* _BRANO FORNITO_
::::

Secondo il Dossier de “Il potere delle donne in politica. Riunione interparlamentare organizzata dalla Commissione per i diritti della donna e l’uguaglianza di genere (FEMM) del Parlamento Europeo” del 7 marzo 2019, l’inversione di tendenza negativa è iniziata nel 2013, quando le donne in Parlamento sono arrivate a rappresentare il 30% dei parlamentari complessivi (nella XVII legislatura). Nel 2018, a seguito della legge 165, le rappresentanti femminili sono salite al 35%, con ben 334 rappresentanti femminili tra Camera e Senato.

LA SALA DELLE DONNE – Nel 2016, per volere dell’allora ministra della Camera dei Deputati Laura Boldrini, è stata inaugurata la Sala delle Donne a Montecitorio, nello spazio adiacente al salone della Regina, come tributo alle donne che hanno fatto la Repubblica Italiana, qui sopra nominate. Ma non solo. Vengono ritratte anche le 21 donne nell’assemblea costituente; le prime dieci sindache elette nel corso delle elezioni amministrative del ’46; la prima Presidente di Regione, Anna Nenna D’Antonio. Su una quarta parete sono stati invece situati tre specchi, ad indicare le due (allora erano tre) cariche ancora mai ricoperte da una donna nel Paese: Presidente della Repubblica, e Presidente del Consiglio dei ministri (e Presidente del Senato, nel 2016); sotto troneggia la scritta “potresti essere tu la prima“, rivolta alle donne che si specchiano in essi.

IL GOVERNO ITALIANO – Nel cosiddetto Governo ‘Conte Bis’ non manca la rappresentanza femminile, ma siamo lontani dal 50%. Ben sette su 21 sono le nuove ministre, un terzo del totale: Luciana Lamorgese (ministra dell’Interno, tecnico), Teresa Bellanova (ministra dell’Agricoltura, PD), Paola De Micheli (ministra delle Infrastrutture, PD), Nunzia Catalfo (ministra del Lavoro, M5S), Paola Pisano (ministra dell’Innovazione Tecnologica, M5S), Fabiana Dadone (ministra della Pubblica Amministrazione, M5S) e Elena Bonetti (ministra della Famiglia e delle Pari Opportunità, PD).

Non esattamente il risultato di Marin, ma già un buon risultato. Non ottimale, se si pensa ad un governo di rappresentanza della Nazione: secondo i dati Istat, infatti, le donne sarebbero il 51% della popolazione italiana, non il 30%.

L’ITALIA E L’UE – Tale risultato ha portato tuttavia l’Italia ad essere oltre la media del Paesi dell’Unione Europea: infatti, secondo l’EIGE (l’Istituto Europeo per l’Uguaglianza di Genere), la percentuale tra i Paesi membri sarebbe attorno al 29,9%.

Anche in Commissione europea la situazione delle donne italiane elette non è molto differente: nelle elezioni europee del 2014 è stata introdotta e applicata la legge 22 aprile 2014, n. 65, che ha introdotto la ‘tripla preferenza di genere‘: ovvero, nel caso si decida di esprimere tre preferenze, due di queste devono essere rivolte verso candidati di sesso diverso, pena l’annullamento della terza preferenza. Anche grazie a questo, come nel caso della legge n. 165, il numero delle donne italiane elette al PE è quasi raddoppiato, passando da 16 a 29 su 73 seggi spettanti all’Italia, pari al 39,7% (sopra la media delle donne al Parlamento europeo del 37%).

::::

* _DATI REGISTRATI_

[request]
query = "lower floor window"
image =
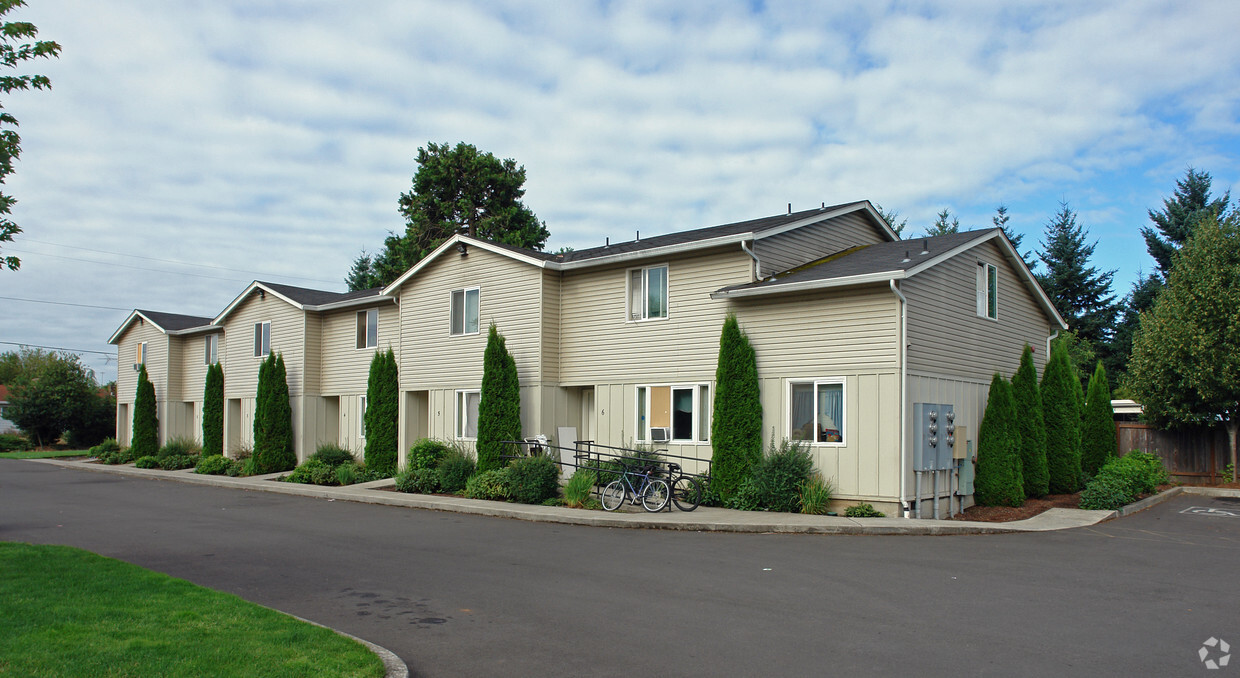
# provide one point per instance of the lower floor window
(673, 413)
(466, 413)
(816, 410)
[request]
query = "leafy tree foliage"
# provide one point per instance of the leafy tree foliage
(1186, 356)
(1174, 222)
(1060, 409)
(145, 441)
(1099, 441)
(381, 413)
(499, 410)
(998, 481)
(273, 419)
(737, 422)
(459, 190)
(213, 412)
(1031, 428)
(1079, 291)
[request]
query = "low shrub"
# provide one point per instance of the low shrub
(533, 480)
(577, 490)
(816, 495)
(489, 485)
(863, 511)
(332, 455)
(427, 454)
(455, 470)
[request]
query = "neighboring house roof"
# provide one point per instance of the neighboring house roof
(304, 298)
(883, 262)
(169, 324)
(683, 241)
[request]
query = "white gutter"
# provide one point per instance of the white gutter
(904, 392)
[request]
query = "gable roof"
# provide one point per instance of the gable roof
(895, 260)
(169, 324)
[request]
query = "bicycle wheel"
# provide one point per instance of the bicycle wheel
(654, 497)
(686, 492)
(613, 495)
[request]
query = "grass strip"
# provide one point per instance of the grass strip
(68, 612)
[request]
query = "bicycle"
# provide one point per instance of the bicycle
(686, 488)
(652, 492)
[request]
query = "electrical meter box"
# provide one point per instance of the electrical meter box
(934, 436)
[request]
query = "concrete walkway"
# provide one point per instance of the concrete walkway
(704, 518)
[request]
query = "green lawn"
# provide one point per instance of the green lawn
(66, 611)
(45, 454)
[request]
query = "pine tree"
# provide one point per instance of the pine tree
(998, 481)
(1031, 427)
(213, 412)
(1060, 403)
(1079, 291)
(1099, 441)
(737, 420)
(381, 413)
(145, 441)
(499, 409)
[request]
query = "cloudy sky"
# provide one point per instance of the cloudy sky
(190, 148)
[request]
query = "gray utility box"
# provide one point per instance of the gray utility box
(934, 436)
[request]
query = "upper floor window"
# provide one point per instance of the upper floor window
(368, 329)
(647, 293)
(262, 339)
(211, 350)
(987, 290)
(464, 311)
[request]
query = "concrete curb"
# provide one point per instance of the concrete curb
(703, 519)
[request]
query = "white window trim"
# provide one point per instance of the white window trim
(458, 402)
(464, 296)
(699, 436)
(843, 409)
(645, 296)
(983, 289)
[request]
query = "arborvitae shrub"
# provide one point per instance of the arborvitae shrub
(1099, 441)
(145, 441)
(381, 413)
(499, 409)
(213, 412)
(737, 420)
(1060, 397)
(1031, 428)
(998, 480)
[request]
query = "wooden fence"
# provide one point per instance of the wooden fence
(1193, 456)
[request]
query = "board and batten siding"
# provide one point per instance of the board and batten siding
(801, 246)
(288, 334)
(509, 295)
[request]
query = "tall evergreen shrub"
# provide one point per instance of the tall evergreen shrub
(381, 413)
(737, 420)
(998, 480)
(145, 441)
(213, 412)
(1031, 427)
(1060, 397)
(499, 410)
(1099, 441)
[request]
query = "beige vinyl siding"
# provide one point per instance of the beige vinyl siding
(598, 343)
(946, 337)
(346, 368)
(509, 295)
(805, 244)
(288, 332)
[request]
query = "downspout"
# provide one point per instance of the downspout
(904, 389)
(758, 265)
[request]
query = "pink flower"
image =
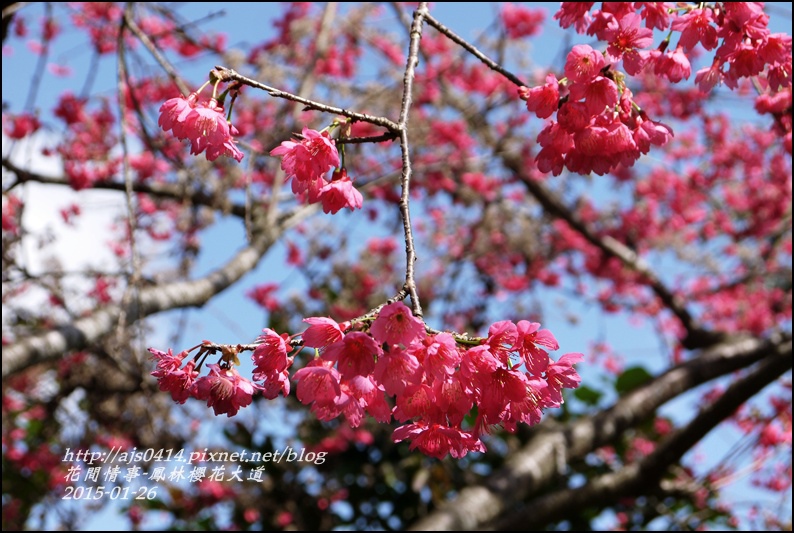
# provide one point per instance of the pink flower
(339, 194)
(675, 66)
(21, 125)
(395, 370)
(173, 113)
(397, 325)
(318, 382)
(270, 357)
(225, 390)
(355, 354)
(437, 440)
(321, 332)
(227, 148)
(204, 126)
(171, 378)
(599, 94)
(262, 294)
(438, 355)
(309, 159)
(695, 27)
(583, 64)
(649, 132)
(626, 35)
(531, 345)
(562, 375)
(542, 100)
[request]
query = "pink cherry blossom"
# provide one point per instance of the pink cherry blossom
(583, 64)
(355, 354)
(225, 390)
(340, 194)
(397, 325)
(544, 99)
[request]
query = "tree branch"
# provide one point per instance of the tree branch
(160, 190)
(644, 477)
(405, 211)
(530, 468)
(76, 335)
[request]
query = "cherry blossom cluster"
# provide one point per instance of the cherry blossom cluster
(598, 124)
(308, 161)
(204, 124)
(446, 390)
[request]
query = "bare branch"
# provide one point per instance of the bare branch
(529, 469)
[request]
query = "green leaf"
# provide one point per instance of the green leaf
(631, 379)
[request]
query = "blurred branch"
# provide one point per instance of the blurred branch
(66, 337)
(529, 469)
(645, 476)
(227, 74)
(160, 190)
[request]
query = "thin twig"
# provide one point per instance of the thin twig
(405, 212)
(474, 51)
(227, 74)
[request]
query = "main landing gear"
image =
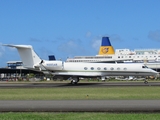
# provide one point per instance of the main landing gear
(74, 80)
(145, 81)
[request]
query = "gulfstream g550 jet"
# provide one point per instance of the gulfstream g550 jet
(76, 70)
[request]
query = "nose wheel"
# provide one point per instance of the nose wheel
(74, 80)
(146, 82)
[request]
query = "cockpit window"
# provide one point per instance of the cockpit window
(144, 66)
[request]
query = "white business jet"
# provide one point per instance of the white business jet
(76, 70)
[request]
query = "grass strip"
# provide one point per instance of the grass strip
(108, 93)
(79, 116)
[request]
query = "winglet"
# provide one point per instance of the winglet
(106, 47)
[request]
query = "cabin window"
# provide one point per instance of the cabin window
(111, 68)
(125, 69)
(85, 68)
(98, 68)
(118, 68)
(92, 68)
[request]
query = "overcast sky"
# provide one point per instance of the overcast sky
(68, 28)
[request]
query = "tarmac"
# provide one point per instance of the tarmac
(78, 105)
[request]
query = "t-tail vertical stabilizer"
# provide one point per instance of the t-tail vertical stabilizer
(28, 56)
(106, 47)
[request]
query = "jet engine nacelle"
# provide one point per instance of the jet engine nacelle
(53, 65)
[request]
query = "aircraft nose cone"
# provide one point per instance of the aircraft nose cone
(154, 72)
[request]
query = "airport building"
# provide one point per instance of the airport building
(15, 70)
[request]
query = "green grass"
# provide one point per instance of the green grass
(104, 93)
(78, 116)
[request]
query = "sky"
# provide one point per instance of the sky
(68, 28)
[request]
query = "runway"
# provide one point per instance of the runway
(81, 84)
(78, 105)
(81, 106)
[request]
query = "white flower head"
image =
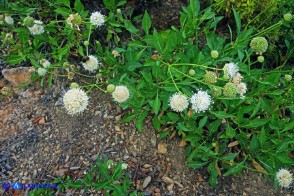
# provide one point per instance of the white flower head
(37, 29)
(97, 19)
(41, 71)
(178, 102)
(9, 20)
(91, 64)
(242, 89)
(284, 178)
(231, 69)
(120, 94)
(200, 101)
(75, 101)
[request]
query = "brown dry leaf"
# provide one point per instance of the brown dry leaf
(257, 166)
(183, 143)
(234, 143)
(162, 148)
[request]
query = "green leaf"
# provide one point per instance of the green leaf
(255, 123)
(130, 27)
(196, 164)
(156, 104)
(140, 119)
(79, 7)
(158, 41)
(221, 114)
(238, 21)
(254, 144)
(146, 22)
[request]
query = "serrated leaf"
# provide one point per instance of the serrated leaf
(146, 22)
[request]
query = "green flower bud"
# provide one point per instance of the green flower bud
(210, 77)
(74, 85)
(259, 44)
(288, 77)
(260, 59)
(214, 54)
(288, 17)
(86, 43)
(191, 72)
(216, 92)
(29, 21)
(110, 88)
(230, 90)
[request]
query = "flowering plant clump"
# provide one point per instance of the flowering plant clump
(285, 178)
(75, 101)
(97, 19)
(91, 64)
(225, 103)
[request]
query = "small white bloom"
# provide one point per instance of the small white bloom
(178, 102)
(91, 64)
(230, 69)
(124, 166)
(41, 71)
(9, 20)
(97, 19)
(75, 101)
(37, 29)
(242, 89)
(120, 94)
(237, 78)
(284, 178)
(200, 101)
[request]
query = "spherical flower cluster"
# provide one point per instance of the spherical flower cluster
(288, 17)
(259, 45)
(241, 89)
(41, 71)
(29, 21)
(97, 19)
(230, 69)
(120, 94)
(214, 54)
(178, 102)
(230, 90)
(37, 28)
(9, 20)
(200, 101)
(45, 63)
(74, 20)
(284, 178)
(75, 101)
(210, 77)
(91, 64)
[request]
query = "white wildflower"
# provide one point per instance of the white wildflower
(230, 69)
(91, 64)
(41, 71)
(242, 89)
(75, 101)
(97, 19)
(120, 94)
(37, 29)
(178, 102)
(9, 20)
(284, 178)
(200, 101)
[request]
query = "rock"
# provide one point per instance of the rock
(18, 75)
(147, 180)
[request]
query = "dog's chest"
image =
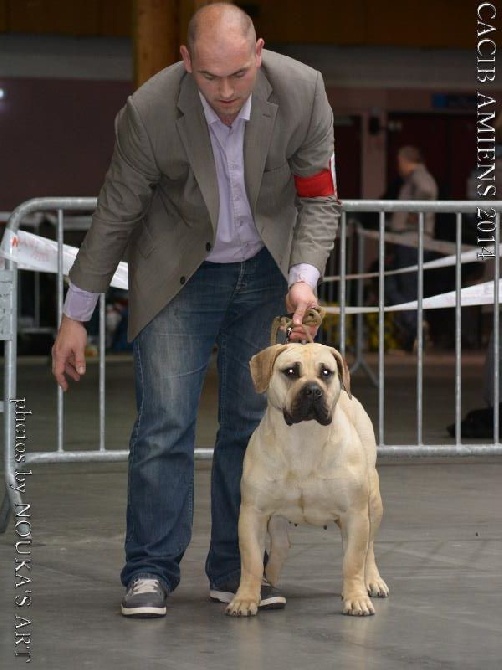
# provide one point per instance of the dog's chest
(308, 500)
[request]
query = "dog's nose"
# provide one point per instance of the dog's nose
(313, 391)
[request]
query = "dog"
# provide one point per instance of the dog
(311, 460)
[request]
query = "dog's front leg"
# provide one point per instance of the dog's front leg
(252, 531)
(356, 535)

::::

* _DA SVOLGERE_
Scrivi il seguito del brano sulla presenza delle donne nella politica italiana, riprendendo subito dopo la sua ultima frase.

* _ESERCIZIO SVOLTO_
I GOVERNI EUROPEI – Quello finlandese, sopra citato, è ad oggi uno dei governi con più ministre in Europa: 11 donne a fronte di 7 uomini. Ad oggi, solo altri tre esecutivi hanno più rappresentanti femminili che maschili: quello svedese, capitanato da Stefan Löfven, con 12 donne e 10 uomini; quello francese di Édouard Philippe, con 9 donne e 7 uomini, e quello spagnolo di Pedro Sánchez – attualmente con 9 donne e 8 uomini, ma ancora in fase di sviluppo a seguito delle nuove elezioni di novembre. Il risultato italiano si situa dunque al 13° posto, a parimerito con il governo inglese di Boris Johnson (fino alle elezioni di qualche giorno fa).

Il 15 gennaio 2019 il Parlamento europeo ha inoltre adottato una risoluzione sull’integrazione della dimensione di genere nel Parlamento, valida per tutti, nella quale “ribadisce il suo forte impegno a favore dell’uguaglianza di genere sia nel contenuto delle politiche, delle iniziative e dei programmi dell’UE sia a tutti i livelli politici, di bilancio, amministrativi ed esecutivi dell’Unione“.

I GOVERNI MONDIALI – Uno studio di Un Women (l’Agenzia delle Nazioni unite per l’uguaglianza di genere e l’empowerment femminile) evidenzia invece il trend mondiale: solo il 24,3% di tutte le parlamentari nazionali nel mondo erano donne al 1° febbraio 2019 (rispetto all’11,3 per cento del 1995), e, a gennaio dello stesso anno, erano donne solo il 20,7% dei capi di governo. L’Europa e l’Italia non si piazzano dunque tra gli ultimi posti.

DIETRO AI NUMERI – Quelli elencati finora sono, appunto, solo numeri. Ma sono anche espressione del perché la nomina di Sanna Marin abbia fatto tanto scalpore: non solo perché va ad aggiungersi ai nomi di Angela Merkel in Germania, Katrín Jakobsdóttir in Islanda, Brigitte Bierlein in Austria, Mette Frederiksen in Danimarca, Erna Solberg in Norvegia e Sophie Wilmès in Belgio, né per la sua giovane età.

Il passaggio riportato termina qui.